[Exercise instructions]: Reproduce all the data, character for character.

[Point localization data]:
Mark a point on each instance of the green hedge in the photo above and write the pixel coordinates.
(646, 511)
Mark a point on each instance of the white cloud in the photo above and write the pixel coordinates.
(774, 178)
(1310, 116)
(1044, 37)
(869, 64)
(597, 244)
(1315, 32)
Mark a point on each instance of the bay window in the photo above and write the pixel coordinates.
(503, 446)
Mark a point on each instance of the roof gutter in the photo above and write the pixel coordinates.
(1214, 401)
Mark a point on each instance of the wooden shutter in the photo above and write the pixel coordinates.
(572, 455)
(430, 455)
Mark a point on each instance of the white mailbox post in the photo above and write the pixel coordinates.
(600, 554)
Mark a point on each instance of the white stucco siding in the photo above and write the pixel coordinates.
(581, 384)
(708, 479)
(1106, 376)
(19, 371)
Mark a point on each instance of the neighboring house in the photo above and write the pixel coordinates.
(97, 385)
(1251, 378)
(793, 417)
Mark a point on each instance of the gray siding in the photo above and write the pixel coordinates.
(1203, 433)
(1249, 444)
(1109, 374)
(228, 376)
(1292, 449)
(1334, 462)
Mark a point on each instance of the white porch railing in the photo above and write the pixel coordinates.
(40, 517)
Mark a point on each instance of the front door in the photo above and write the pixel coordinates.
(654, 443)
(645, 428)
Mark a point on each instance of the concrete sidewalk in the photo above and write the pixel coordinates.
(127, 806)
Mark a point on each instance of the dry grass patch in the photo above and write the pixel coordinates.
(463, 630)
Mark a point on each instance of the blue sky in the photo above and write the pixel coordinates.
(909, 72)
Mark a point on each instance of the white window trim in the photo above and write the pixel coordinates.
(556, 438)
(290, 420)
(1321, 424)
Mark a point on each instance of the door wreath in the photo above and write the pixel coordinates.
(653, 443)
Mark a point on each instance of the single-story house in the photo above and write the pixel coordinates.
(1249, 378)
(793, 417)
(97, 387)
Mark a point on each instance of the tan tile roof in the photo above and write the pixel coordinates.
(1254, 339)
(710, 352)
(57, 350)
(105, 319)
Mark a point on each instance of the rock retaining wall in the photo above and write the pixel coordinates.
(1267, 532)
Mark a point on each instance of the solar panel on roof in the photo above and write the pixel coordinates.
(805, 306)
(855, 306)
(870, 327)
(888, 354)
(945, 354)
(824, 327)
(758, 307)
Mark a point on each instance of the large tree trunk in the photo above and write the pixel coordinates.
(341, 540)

[Exercise solution]:
Mark a point on each instance of the green hedge in the photo above and write the pixel coordinates.
(646, 511)
Mark a point on each instance of the white cloud in the photo above and write the pixel coordinates.
(774, 178)
(1310, 116)
(1044, 37)
(869, 64)
(597, 244)
(1315, 32)
Mark a point on each instance of the bay window in the photo above and write the pixel coordinates.
(503, 446)
Mark a point on each instance of the roof gutter in the photo above and write the pixel coordinates.
(1214, 401)
Mark a point on each instance of the wooden shutter in the photo above and write the pixel coordinates.
(572, 455)
(430, 455)
Mark a point on each instance of the white mailbox post in the photo above and write the pixel coordinates.
(600, 554)
Mark a point on each instance of the white stucco siding in the photo above and write the pixel coordinates.
(581, 384)
(708, 479)
(1106, 376)
(19, 371)
Mark a point on each instance of the neighboring house in the photo above and write the pixel coordinates.
(97, 385)
(1251, 378)
(793, 417)
Mark a point on each instance of the gray siding in the photo above and write the pixel coordinates.
(1203, 433)
(1249, 444)
(1109, 374)
(228, 376)
(1292, 449)
(1334, 462)
Mark a point on each instance of the white porch railing in the photo above and write the pixel coordinates.
(40, 517)
Mark a point on each instance of the front door in the photo above and write the pixel coordinates.
(654, 443)
(645, 428)
Mark a point on each instance of the concrete sidewalk in the photo above and write the pixel coordinates.
(127, 806)
Mark a point on each instance of the dry grass patch in the photo above and write the pixel coordinates.
(463, 630)
Mark a point on each instance of the blue sky in the photo above and write the pixel coordinates.
(909, 72)
Mark a point on each instance of the white window trim in the photo above and write the pixel coordinates.
(556, 438)
(290, 420)
(1321, 424)
Mark a point on each instance of the door wreath in the photo above and write the pixel coordinates.
(653, 443)
Mark a point on each instance of the single-story house in the photo above and write the pixel coordinates.
(1249, 378)
(793, 417)
(97, 387)
Mark a point on each instance of the tan tile roof in the photo above and write the pixel coordinates.
(1254, 339)
(710, 352)
(57, 350)
(105, 319)
Mark a point on each instance of the rock retaining wall in the photo above and write the pixel coordinates.
(1267, 532)
Mark a point on each instance of the solar panel on roof in the photo above and write the pixel coordinates.
(805, 306)
(855, 306)
(870, 327)
(888, 354)
(945, 354)
(824, 327)
(758, 307)
Mark a point on each instance of the large tree trunk in the photo above and write the pixel coordinates.
(341, 540)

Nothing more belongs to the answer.